• [Given request]:
Copy out the rows below, changing every "field-scouting log" to "site survey log" and leaving the rest untouched.

------------------------

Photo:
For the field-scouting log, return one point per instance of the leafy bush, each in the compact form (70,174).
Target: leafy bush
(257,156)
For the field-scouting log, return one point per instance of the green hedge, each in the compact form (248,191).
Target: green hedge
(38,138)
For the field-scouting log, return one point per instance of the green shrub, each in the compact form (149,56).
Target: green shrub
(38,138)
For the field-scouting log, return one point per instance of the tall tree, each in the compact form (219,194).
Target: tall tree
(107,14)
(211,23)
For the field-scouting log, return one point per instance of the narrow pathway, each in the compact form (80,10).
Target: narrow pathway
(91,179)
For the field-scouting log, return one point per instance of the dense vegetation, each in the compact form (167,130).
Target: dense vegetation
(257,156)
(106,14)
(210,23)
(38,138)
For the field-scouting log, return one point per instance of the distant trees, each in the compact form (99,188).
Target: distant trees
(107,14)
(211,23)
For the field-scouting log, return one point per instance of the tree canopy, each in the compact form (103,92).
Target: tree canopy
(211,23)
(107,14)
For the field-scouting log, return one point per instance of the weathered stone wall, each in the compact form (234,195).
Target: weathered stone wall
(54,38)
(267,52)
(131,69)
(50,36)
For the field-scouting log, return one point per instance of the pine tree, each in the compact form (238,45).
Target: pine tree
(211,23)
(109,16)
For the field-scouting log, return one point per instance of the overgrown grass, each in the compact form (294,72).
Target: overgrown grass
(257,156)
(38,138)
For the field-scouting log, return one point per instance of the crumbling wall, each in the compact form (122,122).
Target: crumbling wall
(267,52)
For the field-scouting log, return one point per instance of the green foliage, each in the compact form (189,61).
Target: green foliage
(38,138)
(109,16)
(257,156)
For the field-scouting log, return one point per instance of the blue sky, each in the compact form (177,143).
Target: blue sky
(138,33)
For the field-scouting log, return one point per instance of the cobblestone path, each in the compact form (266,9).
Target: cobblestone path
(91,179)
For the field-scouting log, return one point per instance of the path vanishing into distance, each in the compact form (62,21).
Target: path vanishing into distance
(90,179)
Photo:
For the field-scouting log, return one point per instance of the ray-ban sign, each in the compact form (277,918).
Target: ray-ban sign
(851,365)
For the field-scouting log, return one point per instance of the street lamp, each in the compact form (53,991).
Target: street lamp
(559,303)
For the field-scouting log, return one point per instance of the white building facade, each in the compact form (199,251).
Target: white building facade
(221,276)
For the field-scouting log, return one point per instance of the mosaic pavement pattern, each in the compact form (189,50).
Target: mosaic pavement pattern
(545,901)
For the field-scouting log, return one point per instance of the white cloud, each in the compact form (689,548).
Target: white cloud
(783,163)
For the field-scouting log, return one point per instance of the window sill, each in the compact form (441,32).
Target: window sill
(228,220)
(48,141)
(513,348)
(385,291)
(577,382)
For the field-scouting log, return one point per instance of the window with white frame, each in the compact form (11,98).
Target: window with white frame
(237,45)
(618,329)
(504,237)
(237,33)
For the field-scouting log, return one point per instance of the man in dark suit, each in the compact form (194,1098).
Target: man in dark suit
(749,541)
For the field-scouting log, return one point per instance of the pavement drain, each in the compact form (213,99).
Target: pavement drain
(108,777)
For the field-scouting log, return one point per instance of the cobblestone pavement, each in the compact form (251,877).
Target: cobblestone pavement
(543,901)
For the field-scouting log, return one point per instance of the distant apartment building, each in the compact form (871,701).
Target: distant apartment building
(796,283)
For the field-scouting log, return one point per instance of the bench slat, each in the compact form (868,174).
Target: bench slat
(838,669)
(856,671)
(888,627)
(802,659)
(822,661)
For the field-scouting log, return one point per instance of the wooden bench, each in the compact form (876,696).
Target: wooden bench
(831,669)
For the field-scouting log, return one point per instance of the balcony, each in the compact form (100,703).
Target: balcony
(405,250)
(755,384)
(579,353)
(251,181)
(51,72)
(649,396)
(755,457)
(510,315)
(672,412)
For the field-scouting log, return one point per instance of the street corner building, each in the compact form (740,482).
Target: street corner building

------------------------

• [Answer]:
Photo:
For the site survey log, return one point per instance of the leafy bush, each in the compact form (70,174).
Target: leafy bush
(257,156)
For the site survey log, return one point per instance of the green hedge, each in the compact form (248,191).
Target: green hedge
(38,138)
For the site survey log, return one point per instance of the green shrub, each in the compact form (149,56).
Target: green shrub
(38,138)
For the site survey log, return one point per instance of the tall tree, each in the compact form (219,194).
Target: tall tree
(107,14)
(211,23)
For the site survey log, return one point per instance of the narrow pathway, each in the compact form (80,10).
Target: narrow pathway
(91,179)
For the site survey log, return one point per instance of the dense vegetation, each in the compact form (167,130).
Target: dense vegetation
(257,156)
(106,14)
(210,23)
(38,138)
For the site survey log, return one point per instance of the distant trees, each in the compact form (99,188).
Target: distant trees
(107,14)
(211,23)
For the site survey log, return one point per instance of the tree canopy, each in the compact form (103,92).
Target: tree canopy
(211,23)
(107,14)
For the site survey log, return one point per instance of the weathered stone wall, each in the compact form (234,195).
Target: weathered stone wall
(54,38)
(267,52)
(131,69)
(50,36)
For the site survey log, return one point per instance of the pine tree, each in the compact form (238,45).
Target: pine tree
(211,23)
(109,16)
For the site survey log, return one point per instance of the overgrown grass, each in the compact form (294,72).
Target: overgrown grass
(257,156)
(38,138)
For the site survey log, return one point per instance of the crumbling wall, each in the compact form (122,122).
Target: crumbling wall
(267,52)
For the site survey log, return one point per instance of the green foliage, each in the compact form (189,61).
Target: green foliage
(38,138)
(109,16)
(257,156)
For the site survey log, return one point per instance of the blue sky, each in the compact form (177,143).
Target: blue sky
(138,33)
For the site survey log, return one point per instance of the cobblestone path, each in the compact form (266,9).
Target: cobblestone path
(91,179)
For the site survey log, return one point per instance of the path vanishing into distance, each in the compact form (62,21).
Target: path vanishing into distance
(90,179)
Photo:
For the site survey log, return one point per instance of the ray-ban sign, each in the compact form (277,918).
Target: ray-ban sign
(851,365)
For the site survey log, return one point per instance of the street lamp, each in the compact form (53,991).
Target: street lamp
(559,303)
For the site survey log, return one point per instance of the white building facade, each in the compact form (199,251).
Target: white building facade
(221,276)
For the site survey log, return one point per instance of the mosaic pavement pattern, each in the compact form (189,50).
Target: mosaic pavement pattern
(545,901)
For the site survey log, return one point per instance of the white cloud, each in the compact form (689,548).
Target: white cloud
(783,163)
For the site survey log, return one point per instance of the window sill, each in the compact form (441,32).
Target: window sill
(228,220)
(48,141)
(513,348)
(385,291)
(577,382)
For the site survey log, return one point per instance of the window with white frame, each in the compact form (11,98).
Target: window with white frame
(237,45)
(618,329)
(504,237)
(237,33)
For the site survey log, return one point per instance of the man in dark suit, each in the compact form (194,1098).
Target: man in dark suit
(749,541)
For the site survey log, return one point per instance of the pavement drain, each in the compact form (213,99).
Target: pavement drain
(108,777)
For the site survey log, return one point per instance of the cobblestone pavement, each in the compact form (251,877).
Target: cobblestone pavement
(543,901)
For the site survey log, return one point per instance of the distant apartment building, each in the compact form (871,701).
Target: distant apartment building
(796,283)
For the site survey log, return one point per instance of the bench slat, each in the compact form (868,174).
Target: bench slat
(838,669)
(856,671)
(888,627)
(802,659)
(822,661)
For the site survey log, return one point per instance of the wooden bench, each in the compact form (876,696).
Target: wooden bench
(831,669)
For the site survey log, return one point per instance of the balcony, each in the compact form (100,703).
Target: balcony
(405,250)
(755,384)
(579,353)
(251,181)
(51,72)
(649,396)
(755,457)
(510,315)
(672,412)
For the site survey log, return one point per instance of the street corner building, each in the compact form (740,482).
Target: street corner building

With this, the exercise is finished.